◆ Data provided
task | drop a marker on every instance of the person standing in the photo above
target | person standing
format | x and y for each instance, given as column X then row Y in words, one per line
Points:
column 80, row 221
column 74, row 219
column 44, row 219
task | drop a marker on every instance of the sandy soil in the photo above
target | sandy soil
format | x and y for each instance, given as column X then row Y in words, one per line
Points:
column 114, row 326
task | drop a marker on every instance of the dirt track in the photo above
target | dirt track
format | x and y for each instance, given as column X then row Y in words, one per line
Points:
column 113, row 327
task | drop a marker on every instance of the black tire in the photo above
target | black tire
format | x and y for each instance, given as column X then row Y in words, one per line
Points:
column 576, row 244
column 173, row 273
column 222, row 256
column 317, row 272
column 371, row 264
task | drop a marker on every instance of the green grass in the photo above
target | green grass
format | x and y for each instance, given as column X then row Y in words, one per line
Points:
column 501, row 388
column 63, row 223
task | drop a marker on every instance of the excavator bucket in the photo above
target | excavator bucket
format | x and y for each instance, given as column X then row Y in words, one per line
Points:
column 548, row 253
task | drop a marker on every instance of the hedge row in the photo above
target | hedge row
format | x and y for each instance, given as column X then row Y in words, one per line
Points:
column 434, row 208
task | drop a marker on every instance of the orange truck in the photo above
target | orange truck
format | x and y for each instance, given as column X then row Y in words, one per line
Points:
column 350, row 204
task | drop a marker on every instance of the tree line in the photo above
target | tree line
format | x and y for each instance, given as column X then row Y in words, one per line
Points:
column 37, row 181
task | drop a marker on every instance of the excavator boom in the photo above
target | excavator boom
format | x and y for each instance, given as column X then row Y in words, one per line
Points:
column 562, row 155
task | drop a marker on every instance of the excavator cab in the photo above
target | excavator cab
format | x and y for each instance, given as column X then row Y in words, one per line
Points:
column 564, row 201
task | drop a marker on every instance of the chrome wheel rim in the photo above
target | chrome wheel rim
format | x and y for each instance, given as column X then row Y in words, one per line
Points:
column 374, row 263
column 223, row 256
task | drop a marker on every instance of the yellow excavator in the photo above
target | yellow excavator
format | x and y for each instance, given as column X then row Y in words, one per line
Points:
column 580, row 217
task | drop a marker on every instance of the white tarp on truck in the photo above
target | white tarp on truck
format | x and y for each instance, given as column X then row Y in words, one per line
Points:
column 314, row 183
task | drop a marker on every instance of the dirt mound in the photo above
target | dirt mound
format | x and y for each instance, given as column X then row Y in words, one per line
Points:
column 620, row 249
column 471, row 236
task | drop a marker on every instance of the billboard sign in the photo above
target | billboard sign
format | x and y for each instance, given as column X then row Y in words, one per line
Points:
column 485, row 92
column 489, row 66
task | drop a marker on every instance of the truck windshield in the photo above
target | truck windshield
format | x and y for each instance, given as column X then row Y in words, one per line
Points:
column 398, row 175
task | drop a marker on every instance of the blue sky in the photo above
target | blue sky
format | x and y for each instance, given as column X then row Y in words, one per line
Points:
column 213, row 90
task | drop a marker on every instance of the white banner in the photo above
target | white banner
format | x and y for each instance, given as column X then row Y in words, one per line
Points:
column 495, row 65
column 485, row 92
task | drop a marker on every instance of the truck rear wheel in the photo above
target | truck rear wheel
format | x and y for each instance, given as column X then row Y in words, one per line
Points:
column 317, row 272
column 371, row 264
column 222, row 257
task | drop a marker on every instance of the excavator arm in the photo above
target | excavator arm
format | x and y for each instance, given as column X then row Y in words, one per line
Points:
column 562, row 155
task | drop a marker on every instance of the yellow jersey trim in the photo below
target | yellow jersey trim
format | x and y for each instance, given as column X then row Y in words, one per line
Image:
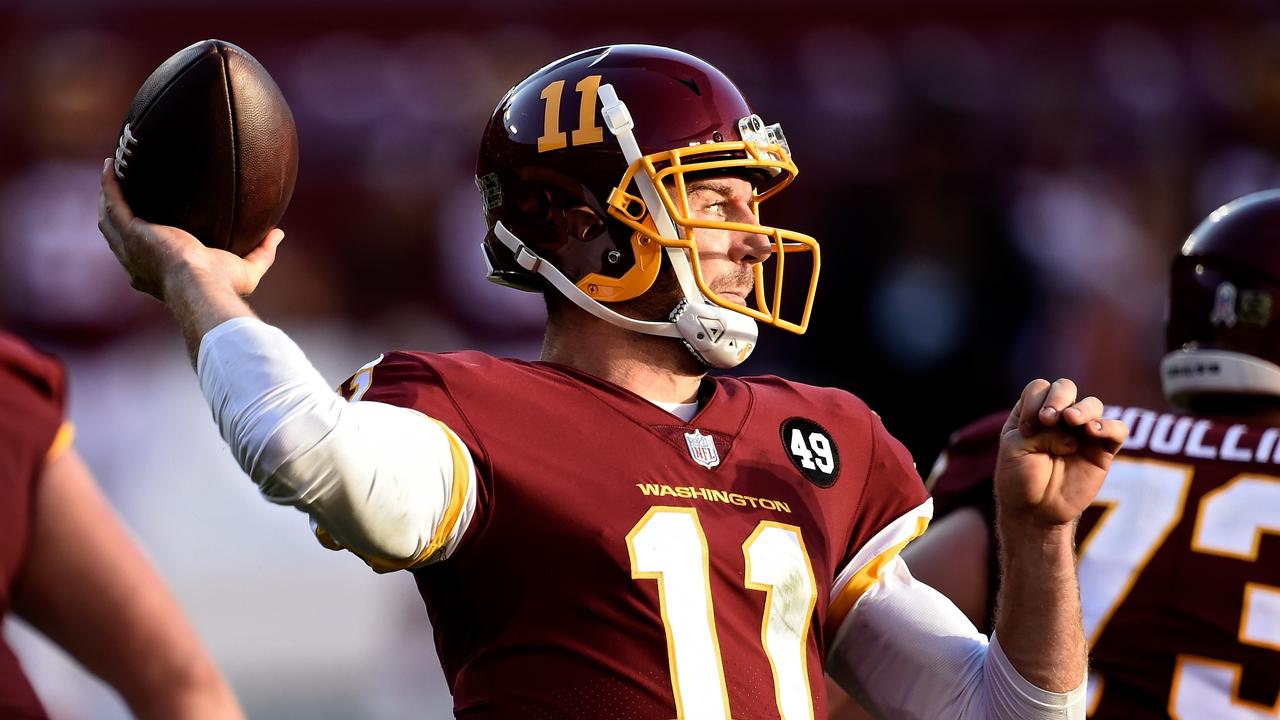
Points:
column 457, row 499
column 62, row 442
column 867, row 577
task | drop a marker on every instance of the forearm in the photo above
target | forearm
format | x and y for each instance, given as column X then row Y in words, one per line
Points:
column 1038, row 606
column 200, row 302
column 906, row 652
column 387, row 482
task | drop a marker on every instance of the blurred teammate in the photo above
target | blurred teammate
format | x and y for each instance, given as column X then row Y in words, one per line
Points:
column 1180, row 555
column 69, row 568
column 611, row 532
...
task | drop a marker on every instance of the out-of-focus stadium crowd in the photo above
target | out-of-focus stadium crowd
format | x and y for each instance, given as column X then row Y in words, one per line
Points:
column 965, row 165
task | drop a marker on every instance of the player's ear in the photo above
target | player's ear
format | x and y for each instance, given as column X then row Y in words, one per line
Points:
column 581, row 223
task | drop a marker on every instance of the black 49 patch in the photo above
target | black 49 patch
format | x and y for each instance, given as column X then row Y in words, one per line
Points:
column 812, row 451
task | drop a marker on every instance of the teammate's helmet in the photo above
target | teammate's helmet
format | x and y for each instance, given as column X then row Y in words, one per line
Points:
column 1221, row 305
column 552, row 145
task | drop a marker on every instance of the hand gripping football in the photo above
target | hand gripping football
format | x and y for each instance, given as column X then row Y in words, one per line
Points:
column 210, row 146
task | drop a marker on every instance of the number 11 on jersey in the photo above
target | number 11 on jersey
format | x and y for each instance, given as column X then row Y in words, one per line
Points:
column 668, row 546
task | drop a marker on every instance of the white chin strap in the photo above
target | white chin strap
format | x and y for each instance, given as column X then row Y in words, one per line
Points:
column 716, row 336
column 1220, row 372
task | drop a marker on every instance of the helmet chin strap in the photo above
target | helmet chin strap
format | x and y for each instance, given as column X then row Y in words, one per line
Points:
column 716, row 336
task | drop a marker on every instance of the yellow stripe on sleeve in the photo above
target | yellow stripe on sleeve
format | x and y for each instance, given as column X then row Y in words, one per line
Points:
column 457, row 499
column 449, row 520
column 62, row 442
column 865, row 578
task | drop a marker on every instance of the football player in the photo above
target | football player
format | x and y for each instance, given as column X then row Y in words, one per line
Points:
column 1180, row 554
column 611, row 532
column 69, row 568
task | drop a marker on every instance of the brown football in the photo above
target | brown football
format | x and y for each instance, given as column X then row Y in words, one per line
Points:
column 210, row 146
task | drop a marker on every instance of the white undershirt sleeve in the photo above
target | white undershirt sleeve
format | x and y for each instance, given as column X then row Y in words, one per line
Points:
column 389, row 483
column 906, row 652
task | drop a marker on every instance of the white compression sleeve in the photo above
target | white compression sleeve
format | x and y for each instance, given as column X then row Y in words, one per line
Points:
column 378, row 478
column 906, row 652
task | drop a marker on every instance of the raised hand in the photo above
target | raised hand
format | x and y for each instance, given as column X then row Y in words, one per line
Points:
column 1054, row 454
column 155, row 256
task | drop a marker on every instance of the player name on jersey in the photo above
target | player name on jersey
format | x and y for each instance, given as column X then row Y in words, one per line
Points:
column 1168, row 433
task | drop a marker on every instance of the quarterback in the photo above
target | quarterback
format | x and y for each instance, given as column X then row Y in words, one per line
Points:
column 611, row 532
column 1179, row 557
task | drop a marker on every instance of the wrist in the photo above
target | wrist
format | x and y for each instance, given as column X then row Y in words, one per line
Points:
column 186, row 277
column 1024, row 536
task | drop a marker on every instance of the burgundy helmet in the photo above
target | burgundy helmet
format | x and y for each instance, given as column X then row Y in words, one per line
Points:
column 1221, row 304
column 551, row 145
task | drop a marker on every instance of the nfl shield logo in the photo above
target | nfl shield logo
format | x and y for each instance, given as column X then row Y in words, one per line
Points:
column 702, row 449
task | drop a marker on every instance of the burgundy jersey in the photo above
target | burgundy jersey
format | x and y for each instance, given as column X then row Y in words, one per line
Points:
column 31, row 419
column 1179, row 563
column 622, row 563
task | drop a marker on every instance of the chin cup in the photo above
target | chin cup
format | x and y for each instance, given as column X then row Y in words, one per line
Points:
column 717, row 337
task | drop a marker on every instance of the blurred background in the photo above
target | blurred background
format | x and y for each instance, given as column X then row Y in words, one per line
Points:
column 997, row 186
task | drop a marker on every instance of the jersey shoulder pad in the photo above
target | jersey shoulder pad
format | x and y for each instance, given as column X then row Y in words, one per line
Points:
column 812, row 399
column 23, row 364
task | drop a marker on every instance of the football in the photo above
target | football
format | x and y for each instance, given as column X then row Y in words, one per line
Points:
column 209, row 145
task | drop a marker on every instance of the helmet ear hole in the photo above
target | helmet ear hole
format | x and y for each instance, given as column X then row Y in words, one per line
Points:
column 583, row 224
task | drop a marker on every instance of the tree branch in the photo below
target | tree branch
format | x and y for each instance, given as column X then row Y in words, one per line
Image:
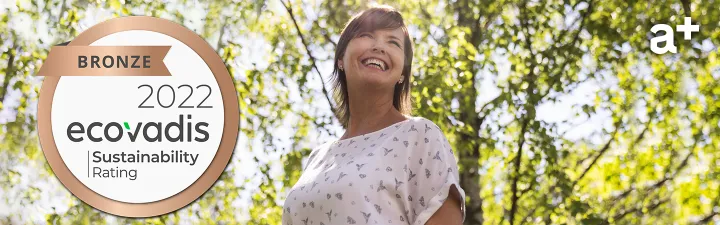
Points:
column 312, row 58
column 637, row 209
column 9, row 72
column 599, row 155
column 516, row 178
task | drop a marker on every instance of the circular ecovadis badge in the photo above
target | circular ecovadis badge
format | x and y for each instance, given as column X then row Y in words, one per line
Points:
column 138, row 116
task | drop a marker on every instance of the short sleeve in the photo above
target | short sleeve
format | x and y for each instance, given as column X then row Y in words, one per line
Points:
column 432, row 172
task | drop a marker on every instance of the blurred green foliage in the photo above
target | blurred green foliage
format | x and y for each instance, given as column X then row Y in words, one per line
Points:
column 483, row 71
---
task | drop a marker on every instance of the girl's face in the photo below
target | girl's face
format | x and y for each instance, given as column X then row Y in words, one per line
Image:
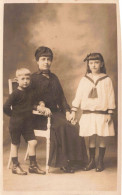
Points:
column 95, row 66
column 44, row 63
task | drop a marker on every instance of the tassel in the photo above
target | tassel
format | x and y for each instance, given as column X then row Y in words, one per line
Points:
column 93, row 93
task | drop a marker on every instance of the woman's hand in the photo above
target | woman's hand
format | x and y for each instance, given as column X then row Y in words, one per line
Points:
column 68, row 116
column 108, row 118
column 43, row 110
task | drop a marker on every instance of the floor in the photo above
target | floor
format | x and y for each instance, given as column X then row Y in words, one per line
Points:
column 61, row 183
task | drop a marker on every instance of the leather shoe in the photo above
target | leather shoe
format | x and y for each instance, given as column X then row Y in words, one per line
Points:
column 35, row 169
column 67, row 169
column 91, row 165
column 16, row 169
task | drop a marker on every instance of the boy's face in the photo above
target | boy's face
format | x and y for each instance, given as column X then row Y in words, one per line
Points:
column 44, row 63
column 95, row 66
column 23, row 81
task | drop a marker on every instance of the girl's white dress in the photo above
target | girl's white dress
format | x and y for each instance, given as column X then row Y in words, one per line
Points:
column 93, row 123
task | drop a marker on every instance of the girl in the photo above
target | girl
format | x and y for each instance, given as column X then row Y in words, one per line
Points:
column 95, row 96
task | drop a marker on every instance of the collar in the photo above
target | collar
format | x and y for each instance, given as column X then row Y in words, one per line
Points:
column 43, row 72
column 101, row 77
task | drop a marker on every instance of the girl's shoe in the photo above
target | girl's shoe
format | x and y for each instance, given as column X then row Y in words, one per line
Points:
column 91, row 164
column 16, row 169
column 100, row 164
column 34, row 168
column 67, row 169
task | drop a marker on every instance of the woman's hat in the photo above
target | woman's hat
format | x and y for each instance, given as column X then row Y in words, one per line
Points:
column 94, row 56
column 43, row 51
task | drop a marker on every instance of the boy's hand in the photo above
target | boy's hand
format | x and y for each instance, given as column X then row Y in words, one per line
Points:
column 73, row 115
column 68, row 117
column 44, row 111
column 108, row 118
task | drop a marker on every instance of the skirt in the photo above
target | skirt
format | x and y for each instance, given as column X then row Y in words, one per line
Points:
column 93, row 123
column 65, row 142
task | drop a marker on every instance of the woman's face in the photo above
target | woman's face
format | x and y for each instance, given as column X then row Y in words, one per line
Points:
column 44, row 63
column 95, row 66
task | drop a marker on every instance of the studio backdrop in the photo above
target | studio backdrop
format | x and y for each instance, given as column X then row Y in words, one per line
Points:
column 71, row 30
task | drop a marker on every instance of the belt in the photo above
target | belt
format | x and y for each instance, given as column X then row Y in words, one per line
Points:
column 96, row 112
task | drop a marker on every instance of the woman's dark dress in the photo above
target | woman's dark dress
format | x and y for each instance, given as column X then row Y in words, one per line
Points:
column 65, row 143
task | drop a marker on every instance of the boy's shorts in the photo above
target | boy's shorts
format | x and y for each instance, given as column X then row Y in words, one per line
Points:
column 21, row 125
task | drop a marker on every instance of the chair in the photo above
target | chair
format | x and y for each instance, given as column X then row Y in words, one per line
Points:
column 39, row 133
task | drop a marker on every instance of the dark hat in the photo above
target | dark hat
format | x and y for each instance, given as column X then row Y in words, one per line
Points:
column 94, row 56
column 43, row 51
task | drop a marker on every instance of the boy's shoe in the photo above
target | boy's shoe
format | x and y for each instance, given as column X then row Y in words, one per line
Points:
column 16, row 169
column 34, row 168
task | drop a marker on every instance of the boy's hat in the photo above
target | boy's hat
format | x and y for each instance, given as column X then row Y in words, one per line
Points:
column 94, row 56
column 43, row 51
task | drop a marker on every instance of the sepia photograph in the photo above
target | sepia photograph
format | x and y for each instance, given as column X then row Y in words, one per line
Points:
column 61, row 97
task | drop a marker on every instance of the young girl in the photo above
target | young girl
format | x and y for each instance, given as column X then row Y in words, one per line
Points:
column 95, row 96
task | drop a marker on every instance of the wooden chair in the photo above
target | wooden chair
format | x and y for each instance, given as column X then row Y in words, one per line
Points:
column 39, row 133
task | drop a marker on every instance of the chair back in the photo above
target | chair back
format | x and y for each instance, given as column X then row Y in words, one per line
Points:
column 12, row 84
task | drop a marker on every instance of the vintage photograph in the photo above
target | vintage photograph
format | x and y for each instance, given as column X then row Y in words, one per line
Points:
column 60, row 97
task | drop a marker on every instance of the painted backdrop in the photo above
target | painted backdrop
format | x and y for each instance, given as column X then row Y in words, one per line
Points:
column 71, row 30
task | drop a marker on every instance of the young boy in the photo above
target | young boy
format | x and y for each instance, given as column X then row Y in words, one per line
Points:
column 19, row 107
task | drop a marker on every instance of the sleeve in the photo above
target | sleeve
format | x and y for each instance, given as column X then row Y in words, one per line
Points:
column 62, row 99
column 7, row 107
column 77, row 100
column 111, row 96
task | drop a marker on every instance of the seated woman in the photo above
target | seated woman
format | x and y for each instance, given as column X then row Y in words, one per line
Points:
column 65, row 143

◆ Work to complete
Copy verbatim, from the listing above, each line from the one containing "task | drop a marker on every instance of the person" down to the one containing "target | dirt track", inclusive.

◆ Task output
task | drop a marker on every instance of the person standing in the photo above
target | person standing
format | x and y for each instance, given as column X then row Y in words, one per line
Points:
column 80, row 221
column 74, row 219
column 44, row 219
task | drop a marker on every instance of the sandy soil in the photo above
target | sandy soil
format | x and y for each instance, given as column X then row Y in words, one per line
Points:
column 114, row 326
task | drop a marker on every instance of the dirt track in the photo above
target | dirt track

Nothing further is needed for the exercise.